__WHAT IS EXPECTED__: According to the article on the ABA letter to the SEC, how many bankers signed it?

__PASSAGE__:
= = = = = = =
ABA To SEC: Muni Advisor Plan Hurts Our Communities
In a letter signed by 614 bankers, the American Bankers Association is urging SEC chair Mary Schapiro to revise the SEC proposal that would require the registration of thousands of bankers and their banks as municipal advisors if they offer "the same traditional services that banks have provided to towns and cities for decades." The bankers say the plan would interfere with banks’ long-time close cooperation in the work of local municipal governments, municipal hospitals, housing authorities and school districts, among others.
As proposed, the SEC rule would label as “municipal advisors” any banks or bank employees who provide essential and traditional bank services to local municipalities, including day-to-day deposit, cash management, trustee and lending services. The result would be major new compliance costs and additional, redundant layers of multiple rules by the SEC and the Municipal Securities Rulemaking Board (MSRB) for the very same products and services for which banks are already comprehensively supervised by prudential banking regulators, the ABA asserts.
ABA Executive Vice President Wayne Abernathy says the impact on local municipalities could be seriously adverse at a time when nearly every local government is struggling to deal with reduced revenues.
“This heavy new regulatory quilt, on top of the thick supervisory blanket that bank regulators have long applied to bank municipal services would make it much tougher for a bank to offer routine deposit products and cash management assistance to a municipality that it may have worked with for 50 years,” Abernathy said. “It’s hard to overestimate the hardship this one provision could cause for cities, towns, school districts and public hospitals across the U.S.”
The ABA letter renews its recommendation that the SEC rule state clearly that banks and bankers providing traditional banking products and services not be required to add one more, redundant layer of regulation and register as municipal advisors.
= = = = = = =
__SUPPLIED ENTRIES__:
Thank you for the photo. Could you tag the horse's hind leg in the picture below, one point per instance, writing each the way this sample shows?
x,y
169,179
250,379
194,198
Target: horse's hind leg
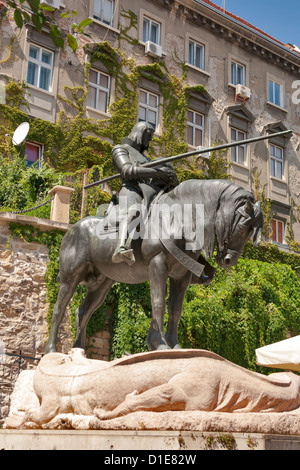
x,y
175,303
66,291
158,275
96,294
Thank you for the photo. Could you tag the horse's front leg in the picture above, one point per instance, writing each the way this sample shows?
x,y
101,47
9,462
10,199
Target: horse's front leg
x,y
158,275
175,303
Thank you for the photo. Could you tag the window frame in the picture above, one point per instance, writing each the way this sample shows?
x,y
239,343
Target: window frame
x,y
276,231
40,64
234,80
100,19
194,45
272,99
148,107
99,88
41,152
151,21
236,149
194,127
277,160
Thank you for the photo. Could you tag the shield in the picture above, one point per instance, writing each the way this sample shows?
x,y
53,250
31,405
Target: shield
x,y
282,355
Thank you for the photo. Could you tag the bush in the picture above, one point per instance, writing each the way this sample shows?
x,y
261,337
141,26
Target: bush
x,y
24,187
251,305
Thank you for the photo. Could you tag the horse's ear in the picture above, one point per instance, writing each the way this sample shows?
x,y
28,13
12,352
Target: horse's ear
x,y
258,224
247,210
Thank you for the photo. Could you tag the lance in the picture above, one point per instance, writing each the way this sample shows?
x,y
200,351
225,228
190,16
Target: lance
x,y
199,152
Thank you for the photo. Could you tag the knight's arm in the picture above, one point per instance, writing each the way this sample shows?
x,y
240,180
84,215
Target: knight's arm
x,y
129,171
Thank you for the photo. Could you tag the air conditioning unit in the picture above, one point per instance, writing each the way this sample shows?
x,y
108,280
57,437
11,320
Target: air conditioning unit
x,y
155,50
52,3
243,92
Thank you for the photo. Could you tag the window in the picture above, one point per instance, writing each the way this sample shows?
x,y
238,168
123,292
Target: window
x,y
148,108
196,54
151,31
277,161
40,67
195,128
275,93
33,154
238,154
238,74
99,88
278,231
104,11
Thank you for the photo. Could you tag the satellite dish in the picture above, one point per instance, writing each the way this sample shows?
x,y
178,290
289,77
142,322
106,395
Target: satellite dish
x,y
20,133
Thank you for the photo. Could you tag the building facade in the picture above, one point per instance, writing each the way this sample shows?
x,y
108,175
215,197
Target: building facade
x,y
251,83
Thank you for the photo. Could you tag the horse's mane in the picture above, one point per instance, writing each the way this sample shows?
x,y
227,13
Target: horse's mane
x,y
220,198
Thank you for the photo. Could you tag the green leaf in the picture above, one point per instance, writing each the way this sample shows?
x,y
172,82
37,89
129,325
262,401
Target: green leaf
x,y
85,22
67,14
72,42
34,4
18,18
44,6
26,16
37,21
56,37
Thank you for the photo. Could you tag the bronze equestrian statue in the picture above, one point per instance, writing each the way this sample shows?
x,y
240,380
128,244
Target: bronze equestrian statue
x,y
220,214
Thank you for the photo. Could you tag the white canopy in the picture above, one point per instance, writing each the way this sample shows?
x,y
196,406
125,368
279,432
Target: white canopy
x,y
282,355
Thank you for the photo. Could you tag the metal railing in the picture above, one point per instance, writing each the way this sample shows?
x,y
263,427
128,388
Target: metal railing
x,y
11,364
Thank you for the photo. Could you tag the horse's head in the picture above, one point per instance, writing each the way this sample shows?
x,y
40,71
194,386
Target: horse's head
x,y
234,228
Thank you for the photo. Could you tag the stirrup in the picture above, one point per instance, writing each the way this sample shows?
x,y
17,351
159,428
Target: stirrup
x,y
123,254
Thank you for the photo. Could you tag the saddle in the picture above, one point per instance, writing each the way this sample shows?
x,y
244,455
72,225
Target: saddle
x,y
203,272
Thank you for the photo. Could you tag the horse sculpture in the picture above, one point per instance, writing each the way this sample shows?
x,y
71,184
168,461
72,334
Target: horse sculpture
x,y
227,217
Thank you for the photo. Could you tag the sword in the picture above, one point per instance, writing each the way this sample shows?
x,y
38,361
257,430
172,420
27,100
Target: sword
x,y
159,161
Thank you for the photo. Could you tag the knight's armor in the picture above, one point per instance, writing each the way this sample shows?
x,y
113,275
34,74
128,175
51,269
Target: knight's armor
x,y
138,184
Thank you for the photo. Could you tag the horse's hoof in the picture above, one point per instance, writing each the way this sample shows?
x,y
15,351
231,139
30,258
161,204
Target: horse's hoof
= = = = = = =
__SOLUTION FOR THIS EXERCISE__: 614 bankers signed the letter.